====== Available records ======

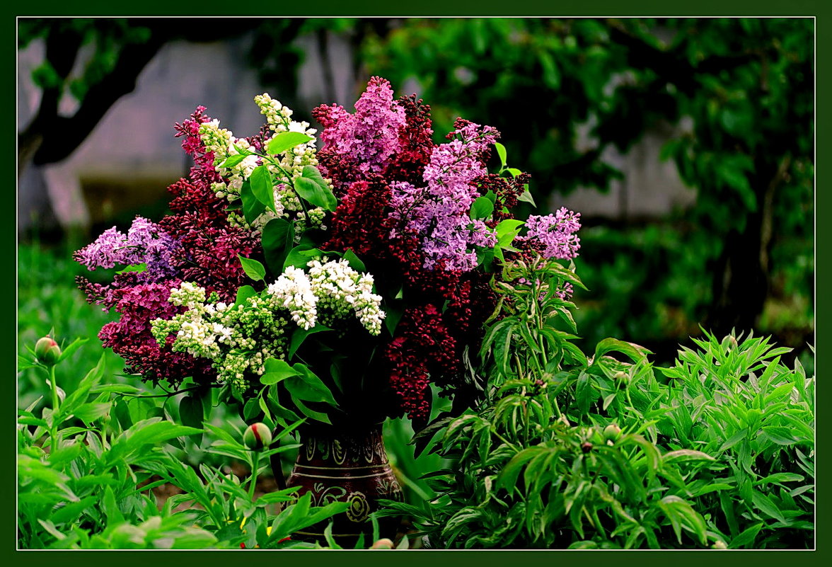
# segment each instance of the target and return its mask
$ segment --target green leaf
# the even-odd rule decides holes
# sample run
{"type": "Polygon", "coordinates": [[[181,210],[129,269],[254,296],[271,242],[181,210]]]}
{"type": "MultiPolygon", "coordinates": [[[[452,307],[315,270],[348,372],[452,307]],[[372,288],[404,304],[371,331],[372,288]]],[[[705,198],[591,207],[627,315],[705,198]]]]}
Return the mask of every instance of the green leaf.
{"type": "Polygon", "coordinates": [[[471,205],[471,211],[468,213],[472,219],[485,219],[494,211],[494,203],[484,196],[478,196],[471,205]]]}
{"type": "Polygon", "coordinates": [[[728,544],[728,549],[738,550],[752,545],[754,544],[754,540],[757,537],[757,534],[760,533],[763,525],[765,525],[765,524],[763,522],[760,522],[759,524],[755,524],[750,528],[744,530],[741,534],[730,540],[730,543],[728,544]]]}
{"type": "Polygon", "coordinates": [[[771,501],[770,498],[762,492],[753,490],[751,493],[751,500],[754,502],[754,505],[766,515],[771,516],[784,524],[785,523],[785,517],[783,515],[783,512],[771,501]]]}
{"type": "Polygon", "coordinates": [[[355,271],[367,271],[367,266],[364,266],[364,263],[361,261],[357,256],[355,256],[355,252],[353,251],[352,248],[347,248],[347,251],[344,253],[344,259],[349,263],[349,267],[355,271]]]}
{"type": "Polygon", "coordinates": [[[240,258],[240,263],[243,265],[243,271],[250,278],[255,281],[260,281],[265,277],[265,268],[259,261],[252,258],[244,258],[239,254],[237,254],[237,257],[240,258]]]}
{"type": "Polygon", "coordinates": [[[300,410],[300,413],[302,413],[304,415],[306,415],[307,417],[310,417],[313,420],[315,420],[317,421],[321,421],[329,425],[332,425],[332,421],[329,420],[329,418],[326,414],[321,413],[319,411],[314,411],[314,410],[310,410],[306,405],[305,405],[303,402],[301,402],[294,395],[292,395],[291,397],[292,397],[292,401],[295,402],[295,405],[298,406],[298,409],[300,410]]]}
{"type": "Polygon", "coordinates": [[[302,364],[296,364],[293,368],[302,373],[302,376],[291,376],[285,382],[293,400],[297,398],[304,401],[323,401],[332,406],[338,405],[329,389],[309,368],[302,364]]]}
{"type": "Polygon", "coordinates": [[[531,204],[532,206],[537,206],[537,203],[534,202],[534,197],[532,196],[532,191],[528,190],[528,186],[527,185],[525,187],[526,191],[520,194],[520,196],[518,197],[518,201],[523,201],[531,204]]]}
{"type": "Polygon", "coordinates": [[[258,166],[249,177],[251,183],[251,192],[257,201],[263,203],[265,208],[276,212],[275,208],[275,185],[271,173],[265,166],[258,166]]]}
{"type": "Polygon", "coordinates": [[[225,160],[220,164],[220,167],[234,167],[235,165],[239,164],[244,159],[248,157],[248,156],[243,156],[241,154],[235,154],[234,156],[229,156],[225,160]]]}
{"type": "Polygon", "coordinates": [[[269,143],[266,145],[266,151],[270,155],[276,156],[312,139],[311,137],[300,132],[278,132],[269,141],[269,143]]]}
{"type": "Polygon", "coordinates": [[[507,218],[504,221],[501,221],[494,227],[494,231],[497,233],[498,246],[505,247],[511,244],[512,241],[514,240],[514,236],[518,236],[518,233],[520,232],[520,227],[522,225],[522,221],[513,218],[507,218]]]}
{"type": "Polygon", "coordinates": [[[798,475],[796,473],[775,473],[773,475],[769,475],[765,478],[760,479],[754,483],[754,485],[765,485],[772,482],[780,483],[780,482],[799,482],[803,480],[803,475],[798,475]]]}
{"type": "Polygon", "coordinates": [[[202,427],[202,400],[193,394],[182,397],[179,402],[179,419],[189,427],[202,427]]]}
{"type": "Polygon", "coordinates": [[[254,297],[256,295],[257,291],[251,286],[240,286],[240,289],[237,290],[237,297],[234,301],[234,305],[244,305],[249,297],[254,297]]]}
{"type": "Polygon", "coordinates": [[[332,194],[332,190],[321,187],[309,177],[300,177],[295,180],[295,191],[297,194],[315,206],[321,206],[327,211],[334,211],[338,201],[332,194]]]}
{"type": "Polygon", "coordinates": [[[800,440],[795,436],[793,430],[788,427],[763,425],[763,433],[777,445],[794,445],[800,440]]]}
{"type": "Polygon", "coordinates": [[[689,460],[716,460],[707,453],[691,449],[679,449],[665,453],[661,456],[664,462],[686,462],[689,460]]]}
{"type": "MultiPolygon", "coordinates": [[[[107,488],[109,488],[109,486],[107,488]]],[[[112,490],[111,489],[111,491],[112,490]]],[[[49,519],[54,524],[75,523],[84,510],[87,508],[95,508],[95,505],[100,498],[100,495],[95,495],[82,498],[77,502],[70,502],[67,505],[57,510],[50,516],[49,519]]]]}
{"type": "Polygon", "coordinates": [[[142,262],[141,264],[131,264],[126,267],[124,270],[116,271],[116,273],[121,276],[121,274],[126,274],[131,271],[135,271],[136,273],[141,273],[147,269],[147,264],[142,262]]]}
{"type": "Polygon", "coordinates": [[[289,357],[291,358],[297,352],[300,345],[303,344],[304,341],[310,335],[314,335],[314,333],[319,333],[324,331],[332,331],[329,327],[324,325],[315,325],[311,329],[304,329],[303,327],[298,327],[292,332],[292,340],[289,345],[289,357]]]}
{"type": "Polygon", "coordinates": [[[283,270],[280,272],[285,271],[290,266],[303,270],[310,260],[323,255],[324,252],[319,248],[314,248],[308,244],[299,244],[286,255],[286,259],[283,262],[283,270]]]}
{"type": "Polygon", "coordinates": [[[251,191],[251,182],[246,179],[240,190],[240,199],[243,201],[243,216],[249,224],[254,224],[257,217],[265,211],[265,205],[255,196],[251,191]]]}
{"type": "Polygon", "coordinates": [[[106,415],[111,405],[112,404],[110,402],[90,402],[82,404],[72,413],[84,423],[90,424],[98,418],[106,415]]]}
{"type": "Polygon", "coordinates": [[[273,218],[263,227],[263,255],[275,274],[283,271],[283,262],[295,241],[295,224],[285,218],[273,218]]]}
{"type": "Polygon", "coordinates": [[[272,385],[286,378],[300,376],[301,374],[300,371],[290,366],[285,361],[267,358],[265,361],[265,372],[260,376],[260,383],[265,385],[272,385]]]}
{"type": "Polygon", "coordinates": [[[500,165],[503,167],[506,167],[506,147],[501,144],[499,142],[494,142],[494,147],[497,149],[497,155],[500,157],[500,165]]]}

======

● **Required work**: Go through the listing above and write it out again exactly, dropping the pictures.

● **Answer to this task**:
# segment each instance of the target and return its mask
$ segment --target green leaf
# the even-odd rule decides holes
# sample run
{"type": "Polygon", "coordinates": [[[181,210],[129,269],[254,296],[271,242],[181,210]]]}
{"type": "MultiPolygon", "coordinates": [[[[452,307],[315,270],[348,372],[452,307]],[[372,288],[404,304],[371,331],[372,288]]],[[[705,198],[591,207],[627,315],[705,198]]]]}
Return the mask of every instance of the green leaf.
{"type": "Polygon", "coordinates": [[[471,205],[471,211],[468,213],[472,219],[485,219],[494,211],[494,203],[484,196],[478,196],[471,205]]]}
{"type": "Polygon", "coordinates": [[[728,544],[728,549],[738,550],[752,545],[754,544],[754,540],[757,537],[757,534],[760,533],[763,525],[765,525],[765,524],[763,522],[760,522],[759,524],[755,524],[750,528],[744,530],[741,534],[730,540],[730,543],[728,544]]]}
{"type": "Polygon", "coordinates": [[[771,501],[770,498],[762,492],[753,490],[751,493],[751,500],[754,502],[754,505],[766,515],[771,516],[784,524],[785,523],[785,517],[783,515],[783,512],[771,501]]]}
{"type": "Polygon", "coordinates": [[[355,271],[367,271],[367,266],[364,266],[364,263],[361,261],[357,256],[355,256],[355,252],[353,251],[352,248],[347,248],[347,251],[344,253],[344,259],[349,263],[349,267],[355,271]]]}
{"type": "Polygon", "coordinates": [[[240,258],[240,263],[243,265],[243,271],[250,278],[255,281],[260,281],[265,277],[265,268],[259,261],[252,258],[244,258],[239,254],[237,254],[237,257],[240,258]]]}
{"type": "Polygon", "coordinates": [[[300,410],[300,413],[302,413],[304,415],[306,415],[307,417],[310,417],[313,420],[315,420],[317,421],[321,421],[329,425],[332,425],[332,421],[329,420],[329,418],[326,414],[321,413],[319,411],[314,411],[314,410],[310,410],[306,405],[305,405],[303,402],[301,402],[294,395],[292,395],[291,397],[292,397],[292,401],[295,402],[295,405],[298,406],[298,409],[300,410]]]}
{"type": "Polygon", "coordinates": [[[302,364],[296,364],[293,368],[302,373],[302,376],[291,376],[285,382],[293,400],[297,398],[304,401],[323,401],[332,406],[338,405],[329,389],[309,368],[302,364]]]}
{"type": "Polygon", "coordinates": [[[531,204],[532,206],[537,206],[537,203],[534,202],[534,197],[532,196],[532,191],[528,190],[528,186],[527,185],[525,187],[526,191],[520,194],[520,196],[518,197],[518,201],[523,201],[531,204]]]}
{"type": "Polygon", "coordinates": [[[258,166],[249,177],[251,183],[251,192],[257,201],[263,203],[265,208],[276,212],[275,208],[275,185],[271,173],[265,166],[258,166]]]}
{"type": "Polygon", "coordinates": [[[225,160],[220,164],[220,167],[234,167],[235,165],[239,164],[244,159],[248,157],[248,156],[243,156],[241,154],[235,154],[234,156],[229,156],[225,160]]]}
{"type": "Polygon", "coordinates": [[[269,143],[266,145],[266,151],[270,155],[276,156],[312,139],[311,137],[300,132],[278,132],[269,141],[269,143]]]}
{"type": "Polygon", "coordinates": [[[507,218],[504,221],[501,221],[494,227],[494,231],[497,233],[498,246],[505,247],[511,244],[512,241],[514,240],[514,236],[518,236],[518,233],[520,232],[520,227],[522,225],[522,221],[513,218],[507,218]]]}
{"type": "Polygon", "coordinates": [[[798,475],[796,473],[775,473],[773,475],[769,475],[765,478],[760,479],[754,483],[754,485],[765,485],[772,482],[780,483],[780,482],[799,482],[803,480],[803,475],[798,475]]]}
{"type": "Polygon", "coordinates": [[[202,427],[202,400],[193,394],[182,397],[179,402],[179,419],[189,427],[202,427]]]}
{"type": "Polygon", "coordinates": [[[254,297],[256,295],[257,291],[251,286],[240,286],[240,289],[237,290],[237,297],[234,301],[234,305],[244,305],[249,297],[254,297]]]}
{"type": "Polygon", "coordinates": [[[332,194],[332,190],[321,187],[309,177],[300,177],[295,180],[295,191],[297,194],[315,206],[321,206],[327,211],[334,211],[338,201],[332,194]]]}
{"type": "Polygon", "coordinates": [[[800,440],[795,436],[793,430],[788,427],[763,425],[763,433],[777,445],[794,445],[800,440]]]}
{"type": "Polygon", "coordinates": [[[689,460],[716,460],[707,453],[691,449],[679,449],[665,453],[661,456],[664,462],[686,462],[689,460]]]}
{"type": "MultiPolygon", "coordinates": [[[[107,488],[109,488],[109,486],[107,488]]],[[[112,490],[111,489],[111,491],[112,490]]],[[[49,519],[54,524],[75,523],[84,510],[87,508],[95,508],[95,505],[100,498],[100,495],[95,495],[82,498],[77,502],[70,502],[67,505],[57,510],[50,516],[49,519]]]]}
{"type": "Polygon", "coordinates": [[[142,262],[141,264],[131,264],[126,267],[124,270],[116,271],[116,273],[121,276],[121,274],[126,274],[131,271],[135,271],[136,273],[141,273],[147,269],[147,264],[142,262]]]}
{"type": "Polygon", "coordinates": [[[289,357],[291,358],[297,352],[300,345],[303,344],[304,341],[310,335],[314,335],[314,333],[319,333],[324,331],[332,331],[329,327],[324,325],[315,325],[311,329],[304,329],[303,327],[298,327],[292,332],[292,340],[289,345],[289,357]]]}
{"type": "Polygon", "coordinates": [[[283,270],[280,272],[285,271],[290,266],[303,270],[310,260],[323,255],[324,252],[319,248],[314,248],[308,244],[299,244],[286,255],[286,259],[283,262],[283,270]]]}
{"type": "Polygon", "coordinates": [[[251,191],[251,182],[246,179],[240,190],[240,199],[243,201],[243,216],[249,224],[254,224],[257,217],[265,211],[265,205],[255,196],[251,191]]]}
{"type": "Polygon", "coordinates": [[[106,415],[111,405],[112,404],[110,402],[90,402],[82,404],[72,413],[84,423],[90,424],[98,418],[106,415]]]}
{"type": "Polygon", "coordinates": [[[273,218],[263,227],[263,255],[275,274],[283,271],[283,262],[295,241],[295,224],[285,218],[273,218]]]}
{"type": "Polygon", "coordinates": [[[272,385],[286,378],[300,376],[301,374],[300,371],[290,366],[285,361],[267,358],[265,361],[265,372],[260,376],[260,383],[265,385],[272,385]]]}
{"type": "Polygon", "coordinates": [[[500,165],[503,167],[506,167],[506,147],[501,144],[499,142],[494,142],[494,147],[497,149],[497,155],[500,157],[500,165]]]}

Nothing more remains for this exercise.